Things to do =
A: From the text on ordained ministry below, extract the passage starting with "12.  Within the" and going on through "in every generation.", copying it word for word.
B: Answer these questions using the text on ordained ministry below:
(i) What three things are all the baptized called to participate in and share responsibility for?
(ii) What does ordination confer?
(iii) For centuries, to whom did Lutheran churches restrict ordination?

12.  Within the apostolic continuity of the whole church there is a continuity or succession in the ordained ministry.  This succession serves the church’s continuity in its life in Christ and its faithfulness to the gospel transmitted by the apostles.  The ordained ministry, the office of word and sacrament, has a particular responsibility for witnessing to the apostolic tradition and for proclaiming it afresh with authority in every generation.

 

13.  Through baptism persons are initiated into the priesthood of Christ and thus into the mission of the whole church. All the baptized are called to participate in, and share responsibility for, worship (leitourgia), witness (martyria), and service (diakonia). Baptism itself, however, does not confer office in the church, the ordained ministry. “What is the common property of all, no individual may arrogate to himself, unless he is called.” (Luther’s Works 36, 116; WA 6, 566). Ordained servants of the church carry out a specific task in the service of the mission and ministry of the whole people of God.

 

14.  The ordained ministry belongs to God’s gifts to the church, essential and necessary for the church to fulfill its mission.  The public ministry of preaching in the church requires an authorized preacher and the administration of the sacraments requires an authorized presider. The special ministry conferred by ordination is constitutive for the church. It is a service necessary in order for the church to be what God calls it to be.  Since this ministry is God’s gift, it is not the personal possession of any individual minister. While a permanent aspect of the church, this ministry must always remain open to new needs and possibilities, taking the shape called for by the missionary requirements of the time.

 

15.  Ordination confers the mandate and authorization to proclaim the word of God publicly and to administer the holy sacraments.  Some churches, faced with special circumstances, also bless or commission in various ways baptized Christians to carry out specific aspects of the ministerial office.  Service in such a capacity is an expression of the church's ministry.

 

Ordained Ministry of Women and Men

 

16.  For centuries Lutheran churches, like other churches, restricted ordination to men.  Today the great majority of Lutherans belong to churches that ordain both women and men.  This practice is an expression of the conviction that the mission of the church requires the gifts of both men and women in the ordained ministry and that limiting the ordained ministry to men obscures the nature of the church as a sign of God’s reconciled Kingdom (Gal. 3:
27-28).

Extracted data =

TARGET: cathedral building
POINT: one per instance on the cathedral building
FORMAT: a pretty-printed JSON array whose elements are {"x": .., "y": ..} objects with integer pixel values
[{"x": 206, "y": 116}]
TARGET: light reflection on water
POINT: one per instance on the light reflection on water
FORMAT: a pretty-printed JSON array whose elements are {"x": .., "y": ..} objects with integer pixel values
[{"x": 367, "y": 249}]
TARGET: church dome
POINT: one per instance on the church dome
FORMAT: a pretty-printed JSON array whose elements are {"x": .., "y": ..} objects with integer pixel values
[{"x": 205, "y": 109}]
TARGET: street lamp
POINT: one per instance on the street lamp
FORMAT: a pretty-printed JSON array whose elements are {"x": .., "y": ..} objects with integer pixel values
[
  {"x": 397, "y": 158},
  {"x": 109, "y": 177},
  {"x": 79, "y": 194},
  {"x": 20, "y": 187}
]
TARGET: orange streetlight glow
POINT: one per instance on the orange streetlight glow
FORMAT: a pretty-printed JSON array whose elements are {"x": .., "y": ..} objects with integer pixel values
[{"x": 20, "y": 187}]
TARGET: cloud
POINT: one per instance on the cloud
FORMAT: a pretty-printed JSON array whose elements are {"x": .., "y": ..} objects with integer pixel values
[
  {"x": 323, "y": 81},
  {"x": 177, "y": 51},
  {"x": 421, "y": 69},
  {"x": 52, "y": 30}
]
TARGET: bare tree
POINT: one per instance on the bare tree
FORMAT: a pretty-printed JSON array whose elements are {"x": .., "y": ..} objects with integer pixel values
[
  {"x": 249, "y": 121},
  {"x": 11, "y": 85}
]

Outputs by task =
A:
12.  Within the apostolic continuity of the whole church there is a continuity or succession in the ordained ministry.  This succession serves the church’s continuity in its life in Christ and its faithfulness to the gospel transmitted by the apostles.  The ordained ministry, the office of word and sacrament, has a particular responsibility for witnessing to the apostolic tradition and for proclaiming it afresh with authority in every generation.

B:
(i) Worship (leitourgia), witness (martyria), and service (diakonia).
(ii) The mandate and authorization to proclaim the word of God publicly and to administer the holy sacraments.
(iii) To men.